Instruction :: Edit the records from the line with "obj: tile floor" up to and including the line with "left=13, top=386, right=79, bottom=427" so that "wood cabinet" replaces "wooden cabinet", and give back only those lines with nothing else changed.

□ □ □ □ □ □ □

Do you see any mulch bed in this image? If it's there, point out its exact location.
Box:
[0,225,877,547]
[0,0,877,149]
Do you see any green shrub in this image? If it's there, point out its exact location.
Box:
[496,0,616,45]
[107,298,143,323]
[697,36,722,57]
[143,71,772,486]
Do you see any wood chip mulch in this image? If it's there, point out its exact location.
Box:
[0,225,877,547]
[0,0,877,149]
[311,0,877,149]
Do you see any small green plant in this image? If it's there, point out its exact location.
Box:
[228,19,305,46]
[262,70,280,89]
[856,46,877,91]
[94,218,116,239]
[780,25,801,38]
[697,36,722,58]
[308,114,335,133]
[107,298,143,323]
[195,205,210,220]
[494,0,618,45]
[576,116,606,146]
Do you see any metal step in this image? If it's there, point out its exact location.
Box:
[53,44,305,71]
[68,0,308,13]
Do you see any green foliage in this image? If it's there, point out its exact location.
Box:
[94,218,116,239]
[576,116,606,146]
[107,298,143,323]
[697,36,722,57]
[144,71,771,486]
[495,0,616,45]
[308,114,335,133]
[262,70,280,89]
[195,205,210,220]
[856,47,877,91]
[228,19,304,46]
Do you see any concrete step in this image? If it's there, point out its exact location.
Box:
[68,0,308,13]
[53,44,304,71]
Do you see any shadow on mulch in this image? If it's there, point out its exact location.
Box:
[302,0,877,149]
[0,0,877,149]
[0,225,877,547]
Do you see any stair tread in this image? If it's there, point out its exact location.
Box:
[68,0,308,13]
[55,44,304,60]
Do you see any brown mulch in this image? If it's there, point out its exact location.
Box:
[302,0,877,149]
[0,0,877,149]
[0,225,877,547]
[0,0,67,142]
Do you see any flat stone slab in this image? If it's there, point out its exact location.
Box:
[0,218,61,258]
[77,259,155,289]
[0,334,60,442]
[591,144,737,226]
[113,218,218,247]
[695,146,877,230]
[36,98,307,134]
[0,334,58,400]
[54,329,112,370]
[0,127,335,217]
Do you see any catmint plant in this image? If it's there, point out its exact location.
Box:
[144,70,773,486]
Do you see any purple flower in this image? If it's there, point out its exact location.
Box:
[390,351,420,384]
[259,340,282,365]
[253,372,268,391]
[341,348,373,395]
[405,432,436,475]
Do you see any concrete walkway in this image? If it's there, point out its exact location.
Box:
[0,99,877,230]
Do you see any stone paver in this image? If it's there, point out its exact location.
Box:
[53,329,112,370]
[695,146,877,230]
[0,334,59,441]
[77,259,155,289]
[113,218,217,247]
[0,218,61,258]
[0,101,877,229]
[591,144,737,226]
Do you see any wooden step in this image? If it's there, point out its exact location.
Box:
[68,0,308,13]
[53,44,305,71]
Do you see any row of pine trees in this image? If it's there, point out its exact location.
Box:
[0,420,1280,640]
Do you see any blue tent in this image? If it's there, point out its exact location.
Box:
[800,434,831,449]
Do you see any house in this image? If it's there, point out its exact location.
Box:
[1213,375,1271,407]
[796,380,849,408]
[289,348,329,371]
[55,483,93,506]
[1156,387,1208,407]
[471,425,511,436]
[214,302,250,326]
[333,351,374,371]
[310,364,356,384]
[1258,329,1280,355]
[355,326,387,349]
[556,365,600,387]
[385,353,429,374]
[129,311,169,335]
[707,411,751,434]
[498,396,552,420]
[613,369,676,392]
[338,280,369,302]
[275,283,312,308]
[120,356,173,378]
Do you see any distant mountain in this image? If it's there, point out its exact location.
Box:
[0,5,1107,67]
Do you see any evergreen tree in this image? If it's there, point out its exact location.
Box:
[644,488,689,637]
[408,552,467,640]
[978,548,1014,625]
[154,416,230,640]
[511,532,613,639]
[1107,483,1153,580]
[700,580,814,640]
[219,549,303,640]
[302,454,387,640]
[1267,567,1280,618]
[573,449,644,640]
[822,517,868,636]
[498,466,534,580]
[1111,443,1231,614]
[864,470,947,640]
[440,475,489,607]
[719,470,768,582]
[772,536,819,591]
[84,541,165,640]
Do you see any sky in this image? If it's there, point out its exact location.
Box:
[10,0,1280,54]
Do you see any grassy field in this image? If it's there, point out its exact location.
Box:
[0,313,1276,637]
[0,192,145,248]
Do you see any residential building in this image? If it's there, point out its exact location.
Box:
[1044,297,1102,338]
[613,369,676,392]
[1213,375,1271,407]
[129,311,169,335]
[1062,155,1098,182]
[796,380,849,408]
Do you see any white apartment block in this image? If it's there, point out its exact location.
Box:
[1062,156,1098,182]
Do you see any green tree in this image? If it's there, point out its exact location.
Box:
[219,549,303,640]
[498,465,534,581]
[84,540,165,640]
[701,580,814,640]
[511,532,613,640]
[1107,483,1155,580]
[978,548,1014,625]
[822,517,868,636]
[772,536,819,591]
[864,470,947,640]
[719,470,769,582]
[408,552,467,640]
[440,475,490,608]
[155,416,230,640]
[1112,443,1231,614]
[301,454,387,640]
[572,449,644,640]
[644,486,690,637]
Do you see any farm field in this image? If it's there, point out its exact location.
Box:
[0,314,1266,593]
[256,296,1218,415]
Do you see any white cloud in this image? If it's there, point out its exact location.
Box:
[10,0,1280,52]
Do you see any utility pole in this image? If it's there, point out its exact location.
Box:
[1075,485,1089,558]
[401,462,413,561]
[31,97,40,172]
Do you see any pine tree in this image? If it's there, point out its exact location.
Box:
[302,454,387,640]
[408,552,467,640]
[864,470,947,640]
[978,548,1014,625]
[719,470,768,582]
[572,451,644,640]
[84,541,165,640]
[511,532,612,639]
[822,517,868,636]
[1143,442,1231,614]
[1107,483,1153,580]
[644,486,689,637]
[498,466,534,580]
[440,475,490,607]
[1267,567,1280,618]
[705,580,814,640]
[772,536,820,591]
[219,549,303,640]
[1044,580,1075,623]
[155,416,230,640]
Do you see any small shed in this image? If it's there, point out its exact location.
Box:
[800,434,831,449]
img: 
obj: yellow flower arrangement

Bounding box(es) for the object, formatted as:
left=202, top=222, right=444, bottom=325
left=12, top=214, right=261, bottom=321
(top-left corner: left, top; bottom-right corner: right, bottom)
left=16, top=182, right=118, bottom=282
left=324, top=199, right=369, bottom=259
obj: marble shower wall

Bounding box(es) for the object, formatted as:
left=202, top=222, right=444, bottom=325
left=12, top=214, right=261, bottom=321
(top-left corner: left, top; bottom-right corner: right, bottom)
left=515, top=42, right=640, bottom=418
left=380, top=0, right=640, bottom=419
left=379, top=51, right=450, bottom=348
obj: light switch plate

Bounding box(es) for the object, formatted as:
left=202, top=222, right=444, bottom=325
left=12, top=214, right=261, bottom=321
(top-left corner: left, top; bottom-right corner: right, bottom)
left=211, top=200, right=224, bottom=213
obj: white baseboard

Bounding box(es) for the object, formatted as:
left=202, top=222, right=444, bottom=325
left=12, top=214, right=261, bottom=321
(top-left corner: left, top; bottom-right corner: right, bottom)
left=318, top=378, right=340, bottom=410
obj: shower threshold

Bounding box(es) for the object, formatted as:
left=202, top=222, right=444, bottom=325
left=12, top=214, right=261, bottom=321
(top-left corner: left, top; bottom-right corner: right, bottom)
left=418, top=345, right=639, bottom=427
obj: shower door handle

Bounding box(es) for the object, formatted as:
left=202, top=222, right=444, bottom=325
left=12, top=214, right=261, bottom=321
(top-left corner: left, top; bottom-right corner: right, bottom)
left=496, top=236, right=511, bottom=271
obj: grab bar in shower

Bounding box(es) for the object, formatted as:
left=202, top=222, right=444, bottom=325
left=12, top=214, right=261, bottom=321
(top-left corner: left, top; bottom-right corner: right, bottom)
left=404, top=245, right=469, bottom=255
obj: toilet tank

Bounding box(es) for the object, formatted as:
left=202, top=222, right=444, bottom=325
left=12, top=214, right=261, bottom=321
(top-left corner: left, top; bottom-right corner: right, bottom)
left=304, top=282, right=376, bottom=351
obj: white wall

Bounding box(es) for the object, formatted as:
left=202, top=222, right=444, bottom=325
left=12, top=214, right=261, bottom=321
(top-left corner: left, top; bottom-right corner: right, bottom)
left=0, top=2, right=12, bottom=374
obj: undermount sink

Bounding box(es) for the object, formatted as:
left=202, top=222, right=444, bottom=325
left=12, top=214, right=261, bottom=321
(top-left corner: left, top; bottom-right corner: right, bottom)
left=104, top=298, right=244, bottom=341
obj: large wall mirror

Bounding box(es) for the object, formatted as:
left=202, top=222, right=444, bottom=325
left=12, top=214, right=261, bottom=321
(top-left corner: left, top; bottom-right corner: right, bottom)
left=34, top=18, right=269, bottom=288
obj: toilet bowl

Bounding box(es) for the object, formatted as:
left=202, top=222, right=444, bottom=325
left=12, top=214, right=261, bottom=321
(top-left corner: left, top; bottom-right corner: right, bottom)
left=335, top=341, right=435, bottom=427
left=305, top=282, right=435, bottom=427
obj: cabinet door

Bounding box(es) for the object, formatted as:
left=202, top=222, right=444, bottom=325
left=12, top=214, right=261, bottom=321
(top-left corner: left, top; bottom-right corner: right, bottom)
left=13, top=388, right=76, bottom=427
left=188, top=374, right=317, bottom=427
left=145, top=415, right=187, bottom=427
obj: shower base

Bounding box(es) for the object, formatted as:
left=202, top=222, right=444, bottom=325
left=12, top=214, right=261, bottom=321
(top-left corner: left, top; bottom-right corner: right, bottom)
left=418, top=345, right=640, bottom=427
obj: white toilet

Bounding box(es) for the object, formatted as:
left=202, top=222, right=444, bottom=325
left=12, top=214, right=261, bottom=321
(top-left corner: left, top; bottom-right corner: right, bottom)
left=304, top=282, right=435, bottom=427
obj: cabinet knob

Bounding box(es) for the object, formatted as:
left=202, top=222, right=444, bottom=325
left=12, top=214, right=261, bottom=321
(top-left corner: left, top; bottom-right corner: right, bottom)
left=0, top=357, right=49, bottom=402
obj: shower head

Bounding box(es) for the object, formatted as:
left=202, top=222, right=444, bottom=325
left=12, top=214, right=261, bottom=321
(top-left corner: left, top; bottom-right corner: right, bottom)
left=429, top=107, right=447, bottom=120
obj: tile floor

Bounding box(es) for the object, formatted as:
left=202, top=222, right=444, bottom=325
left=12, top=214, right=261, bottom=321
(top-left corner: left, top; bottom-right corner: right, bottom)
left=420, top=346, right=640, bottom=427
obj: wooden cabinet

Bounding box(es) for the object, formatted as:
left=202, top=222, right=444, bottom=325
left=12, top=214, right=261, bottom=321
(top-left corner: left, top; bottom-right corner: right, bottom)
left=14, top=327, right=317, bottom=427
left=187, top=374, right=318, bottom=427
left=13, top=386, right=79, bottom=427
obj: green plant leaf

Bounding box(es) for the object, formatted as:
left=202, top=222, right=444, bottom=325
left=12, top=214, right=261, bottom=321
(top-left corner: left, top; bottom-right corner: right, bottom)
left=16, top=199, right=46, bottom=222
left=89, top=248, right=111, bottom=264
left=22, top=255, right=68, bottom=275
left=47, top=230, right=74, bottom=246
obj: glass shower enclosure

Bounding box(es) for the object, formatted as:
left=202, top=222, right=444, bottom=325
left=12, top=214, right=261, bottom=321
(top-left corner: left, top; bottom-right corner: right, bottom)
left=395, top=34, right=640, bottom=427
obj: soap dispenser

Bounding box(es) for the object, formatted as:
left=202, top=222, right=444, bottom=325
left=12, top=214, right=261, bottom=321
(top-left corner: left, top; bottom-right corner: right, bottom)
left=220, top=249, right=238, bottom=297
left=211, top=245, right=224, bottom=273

□ □ □ □ □ □ □

Answer to the problem ::
obj: tile floor

Bounding box(es) for the object, formatted as:
left=202, top=222, right=444, bottom=325
left=12, top=214, right=261, bottom=321
(top-left corner: left, top; bottom-right corner: right, bottom)
left=420, top=346, right=640, bottom=427
obj: wood cabinet

Bounding box(es) for the object, formatted as:
left=202, top=222, right=444, bottom=325
left=12, top=214, right=261, bottom=321
(top-left corner: left, top; bottom-right corner: right, bottom)
left=14, top=327, right=317, bottom=427
left=187, top=374, right=318, bottom=427
left=13, top=386, right=79, bottom=427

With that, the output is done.